### Tareas a realizar
**A)** Responda según el artículo sobre las protestas por la muerte de George Floyd:
(i) ¿Desde qué ciudad sigue Anthony lo que ocurre en el país?
(ii) ¿Cuál es la esperanza de vida de los negros que se indica?
(iii) ¿Cuántas veces superior puede ser la mortalidad materna de las mujeres negras respecto de la de las mujeres blancas?
**B)** Según el artículo sobre las protestas por la muerte de George Floyd, ¿por qué ha llorado tanto Anthony? Explíquelo en una a tres oraciones.
**C)** Traduzca al inglés esta oración del artículo sobre las protestas por la muerte de George Floyd: «George Floyd ha sido la chispa que ha desatado un incendio donde antes había vidas en estado de combustión latente».

### Sección del documento
____________
NACER NEGRO
Las protestas masivas rebasan la petición de justicia por la muerte de Floyd. Exigen la revisión exhaustiva de la historia nacional así como una actualización de los Derechos Civiles, inservibles frente a la estructura racista sobre la que se erige todo
AZAHARA PALOMEQUE
“He llorado tanto, no te imaginas” –confiesa Anthony. “¿Por qué?” –le pregunto. “Por todo: las protestas, las muertes, nuestra dignidad; porque nadie, ni un solo blanco a mi alrededor entiende lo que se siente al ir por la calle pensando que en cualquier momento te van pegar un tiro”. Está desesperado, lo estamos. Él desde Nueva York y yo desde Philadelphia llevamos días respirando cómo el país se levanta en un clamor ensordecedor tras la brutal muerte de George Floyd a manos de la policía. A pesar de la respuesta multitudinaria en las calles, no lo entienden –reitera Anthony–, y su crítica va orientada a la izquierda. Muchos demócratas blancos son incapaces de ponerse en la piel de quien ha estado siempre sometido a una violencia institucionalizada que atraviesa cada aspecto de la sociedad estadounidense, desde antes del nacimiento hasta la muerte prematura. De comienzo a fin: la mortalidad materna entre las mujeres negras, derivada de la gestación o el parto, es hasta cuatro veces superior a la de las mujeres blancas; la esperanza de vida de los negros es de 74 años, comparada con los 79 que viven de media los blancos. La complejidad de una nación completamente fracturada por la mirada racista, que establece una jerarquización del valor de la vida en la que también nos encontramos los inmigrantes, es tan inefable como abarcadora. El racismo, con su sistemático poder destructivo, nutre los cimientos de un país que nació como república esclavista y, lejos de conformar un ajedrez, muta en su capacidad de dar muerte según una gradación cromática socialmente construida. Debajo, en el nadir demográfico de esa potencia económica y militar que es Estados Unidos, yace la base sobre la que se eleva todo: el pueblo negro. Como clamaba James Baldwin: “La historia del negro en Estados Unidos es la historia de Estados Unidos”. George Floyd ha sido la chispa que ha desatado un incendio donde antes había vidas en estado de combustión latente.
____________
### Segmento de datos
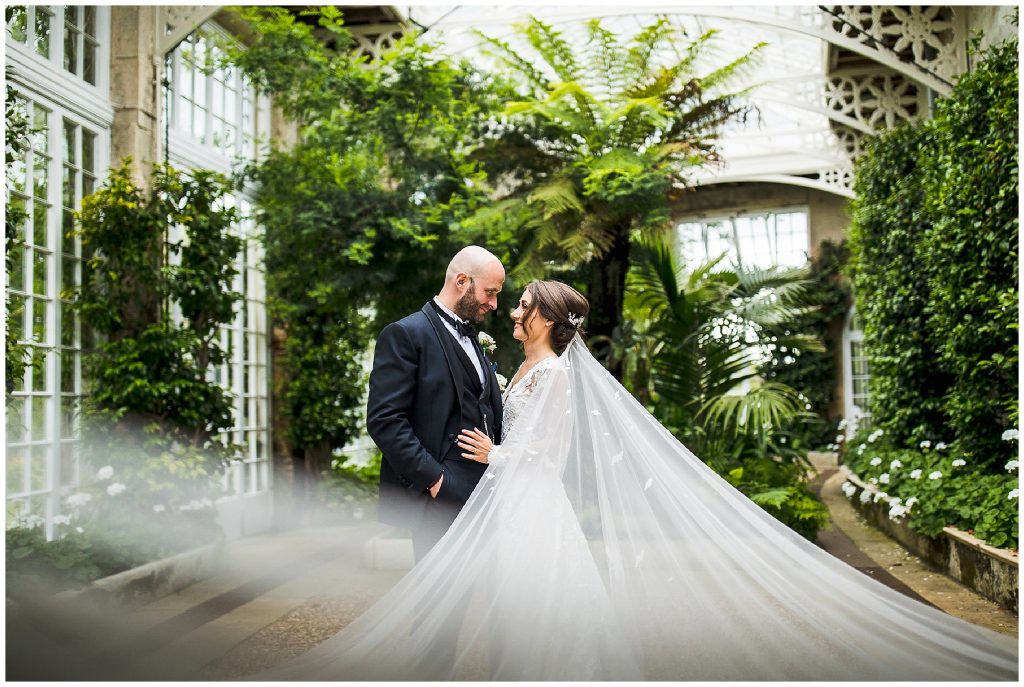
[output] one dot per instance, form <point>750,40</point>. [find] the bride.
<point>596,547</point>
____________
### Respuestas por tarea
**A)**
(i) Desde Nueva York.
(ii) 74 años.
(iii) Hasta cuatro veces superior.

**B)** Anthony ha llorado por todo: por las protestas, por las muertes y por su dignidad. También llora porque ningún blanco a su alrededor entiende lo que se siente al ir por la calle pensando que en cualquier momento pueden pegarle un tiro.

**C)** George Floyd has been the spark that has set off a fire where before there were lives in a state of latent combustion.